> _Task to carry out_
State how many lines of the material below contain the string "blue", with case taken into account, and reply with that number alone.

(Dataset records)
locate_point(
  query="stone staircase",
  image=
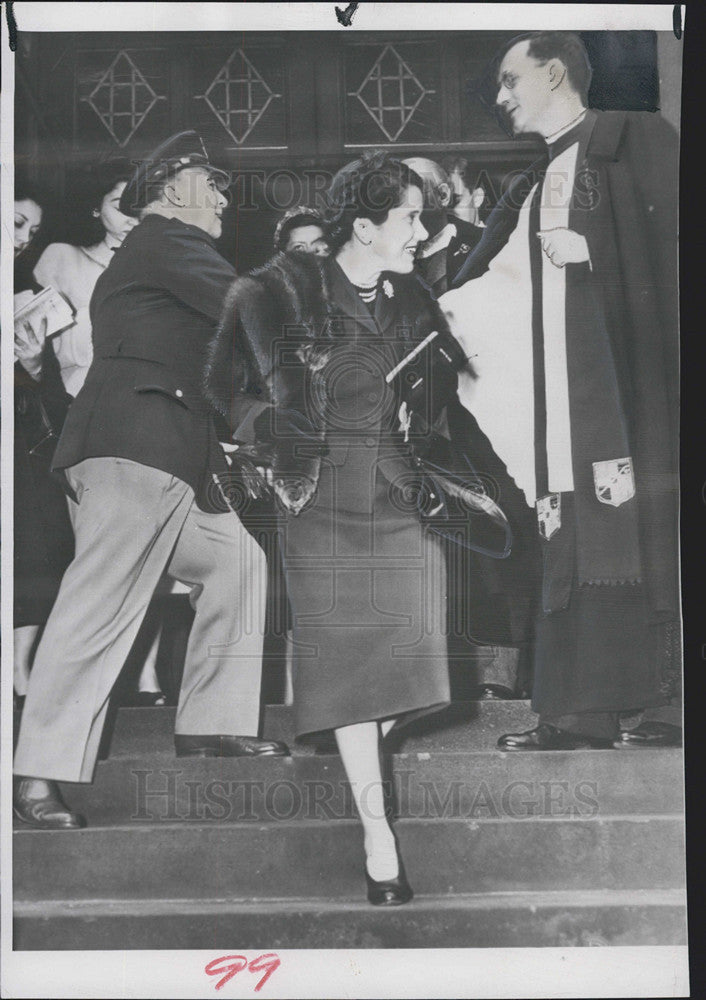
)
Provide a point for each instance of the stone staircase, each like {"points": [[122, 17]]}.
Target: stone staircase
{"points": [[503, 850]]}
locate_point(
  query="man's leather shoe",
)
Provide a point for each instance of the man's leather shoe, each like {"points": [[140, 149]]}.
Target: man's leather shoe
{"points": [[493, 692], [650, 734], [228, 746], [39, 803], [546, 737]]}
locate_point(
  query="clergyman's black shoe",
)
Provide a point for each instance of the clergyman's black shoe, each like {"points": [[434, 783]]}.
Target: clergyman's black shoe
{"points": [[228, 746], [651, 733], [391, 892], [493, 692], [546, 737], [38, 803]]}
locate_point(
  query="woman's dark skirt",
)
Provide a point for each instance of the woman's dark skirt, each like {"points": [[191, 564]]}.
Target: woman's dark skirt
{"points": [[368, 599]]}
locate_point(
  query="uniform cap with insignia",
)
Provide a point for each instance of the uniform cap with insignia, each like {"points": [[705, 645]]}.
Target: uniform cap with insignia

==

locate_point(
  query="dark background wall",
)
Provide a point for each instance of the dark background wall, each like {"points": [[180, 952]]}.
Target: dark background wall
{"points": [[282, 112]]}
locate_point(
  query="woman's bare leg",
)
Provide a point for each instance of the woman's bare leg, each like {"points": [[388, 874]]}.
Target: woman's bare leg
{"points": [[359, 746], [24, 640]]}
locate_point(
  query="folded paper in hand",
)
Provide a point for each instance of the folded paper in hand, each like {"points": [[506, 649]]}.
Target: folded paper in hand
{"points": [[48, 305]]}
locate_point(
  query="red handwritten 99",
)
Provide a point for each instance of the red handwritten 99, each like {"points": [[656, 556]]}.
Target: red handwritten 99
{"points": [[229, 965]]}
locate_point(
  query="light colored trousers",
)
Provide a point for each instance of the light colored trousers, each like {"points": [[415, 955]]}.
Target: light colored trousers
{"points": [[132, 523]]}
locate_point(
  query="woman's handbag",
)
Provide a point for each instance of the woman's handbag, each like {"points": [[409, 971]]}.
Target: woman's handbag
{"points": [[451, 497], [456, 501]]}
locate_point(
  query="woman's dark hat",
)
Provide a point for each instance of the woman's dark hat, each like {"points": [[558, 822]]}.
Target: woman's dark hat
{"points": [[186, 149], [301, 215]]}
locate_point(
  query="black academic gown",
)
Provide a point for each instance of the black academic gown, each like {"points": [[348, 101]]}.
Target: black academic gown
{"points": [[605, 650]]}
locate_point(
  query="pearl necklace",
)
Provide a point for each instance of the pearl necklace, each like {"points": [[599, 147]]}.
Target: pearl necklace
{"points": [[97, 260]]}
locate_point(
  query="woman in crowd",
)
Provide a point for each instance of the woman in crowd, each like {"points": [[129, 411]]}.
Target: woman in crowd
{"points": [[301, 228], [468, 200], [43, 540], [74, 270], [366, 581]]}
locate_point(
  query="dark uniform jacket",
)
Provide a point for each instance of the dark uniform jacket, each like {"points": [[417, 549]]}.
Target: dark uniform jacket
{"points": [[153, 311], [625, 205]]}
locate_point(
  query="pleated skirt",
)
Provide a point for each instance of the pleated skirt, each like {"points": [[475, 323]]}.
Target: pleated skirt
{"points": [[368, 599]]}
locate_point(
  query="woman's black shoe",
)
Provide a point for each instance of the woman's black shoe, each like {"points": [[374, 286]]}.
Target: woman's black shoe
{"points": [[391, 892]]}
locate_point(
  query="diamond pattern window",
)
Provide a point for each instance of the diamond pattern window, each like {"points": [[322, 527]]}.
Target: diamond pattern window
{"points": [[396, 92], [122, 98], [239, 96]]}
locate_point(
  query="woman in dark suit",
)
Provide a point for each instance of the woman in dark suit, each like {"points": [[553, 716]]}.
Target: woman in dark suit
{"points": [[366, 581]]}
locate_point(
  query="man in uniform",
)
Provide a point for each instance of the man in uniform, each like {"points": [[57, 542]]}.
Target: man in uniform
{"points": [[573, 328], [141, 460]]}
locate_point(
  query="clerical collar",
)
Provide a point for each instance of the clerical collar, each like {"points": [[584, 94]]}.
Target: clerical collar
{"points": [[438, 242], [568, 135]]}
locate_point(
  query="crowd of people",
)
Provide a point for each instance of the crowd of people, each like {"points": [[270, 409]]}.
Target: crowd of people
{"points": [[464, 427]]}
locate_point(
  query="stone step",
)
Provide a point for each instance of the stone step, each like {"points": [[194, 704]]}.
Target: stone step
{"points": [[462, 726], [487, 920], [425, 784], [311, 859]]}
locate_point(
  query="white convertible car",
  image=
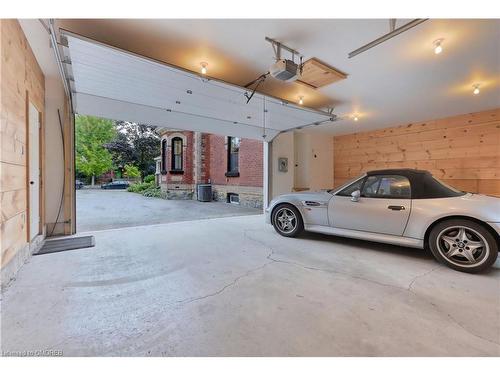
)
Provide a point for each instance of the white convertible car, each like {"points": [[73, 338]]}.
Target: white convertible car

--

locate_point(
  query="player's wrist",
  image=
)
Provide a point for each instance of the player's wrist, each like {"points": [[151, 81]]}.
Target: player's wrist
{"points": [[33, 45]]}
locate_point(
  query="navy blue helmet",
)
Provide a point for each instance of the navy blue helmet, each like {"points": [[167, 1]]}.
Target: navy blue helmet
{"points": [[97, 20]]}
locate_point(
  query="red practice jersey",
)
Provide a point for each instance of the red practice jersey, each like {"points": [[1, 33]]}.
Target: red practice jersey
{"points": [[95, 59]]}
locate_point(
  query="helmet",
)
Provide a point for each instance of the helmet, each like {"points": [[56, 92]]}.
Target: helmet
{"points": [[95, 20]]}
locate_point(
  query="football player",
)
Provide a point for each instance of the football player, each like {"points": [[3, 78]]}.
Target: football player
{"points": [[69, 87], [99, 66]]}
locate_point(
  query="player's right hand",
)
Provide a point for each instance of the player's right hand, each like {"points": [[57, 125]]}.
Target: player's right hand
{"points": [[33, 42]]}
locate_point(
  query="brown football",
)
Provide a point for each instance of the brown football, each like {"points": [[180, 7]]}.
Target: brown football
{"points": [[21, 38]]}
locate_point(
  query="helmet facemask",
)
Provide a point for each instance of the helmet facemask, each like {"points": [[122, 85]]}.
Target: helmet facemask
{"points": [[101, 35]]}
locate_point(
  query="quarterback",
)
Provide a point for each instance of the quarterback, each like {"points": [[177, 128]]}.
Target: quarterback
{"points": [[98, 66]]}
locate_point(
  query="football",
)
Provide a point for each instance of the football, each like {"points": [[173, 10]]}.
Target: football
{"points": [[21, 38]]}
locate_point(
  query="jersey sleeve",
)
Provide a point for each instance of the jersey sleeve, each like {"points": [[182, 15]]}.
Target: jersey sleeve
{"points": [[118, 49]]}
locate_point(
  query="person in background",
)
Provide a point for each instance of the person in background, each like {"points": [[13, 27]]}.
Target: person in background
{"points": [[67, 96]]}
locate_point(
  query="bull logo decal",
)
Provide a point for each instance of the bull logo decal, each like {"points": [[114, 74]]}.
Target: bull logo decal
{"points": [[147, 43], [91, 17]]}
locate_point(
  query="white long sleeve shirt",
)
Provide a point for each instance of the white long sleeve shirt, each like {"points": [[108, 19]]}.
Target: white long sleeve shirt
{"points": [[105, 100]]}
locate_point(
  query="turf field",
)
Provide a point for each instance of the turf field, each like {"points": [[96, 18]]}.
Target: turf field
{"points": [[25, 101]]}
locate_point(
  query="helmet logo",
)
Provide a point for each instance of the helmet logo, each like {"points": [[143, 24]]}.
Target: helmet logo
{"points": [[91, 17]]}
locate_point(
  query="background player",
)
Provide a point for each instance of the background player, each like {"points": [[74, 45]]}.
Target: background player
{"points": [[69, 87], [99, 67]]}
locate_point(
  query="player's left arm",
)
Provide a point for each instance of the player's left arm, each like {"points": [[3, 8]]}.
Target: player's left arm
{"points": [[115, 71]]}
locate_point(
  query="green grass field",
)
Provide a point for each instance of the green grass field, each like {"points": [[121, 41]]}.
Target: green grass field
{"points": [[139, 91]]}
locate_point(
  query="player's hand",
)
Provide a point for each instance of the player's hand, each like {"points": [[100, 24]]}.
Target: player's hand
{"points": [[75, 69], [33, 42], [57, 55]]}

> _Solution for this exercise_
3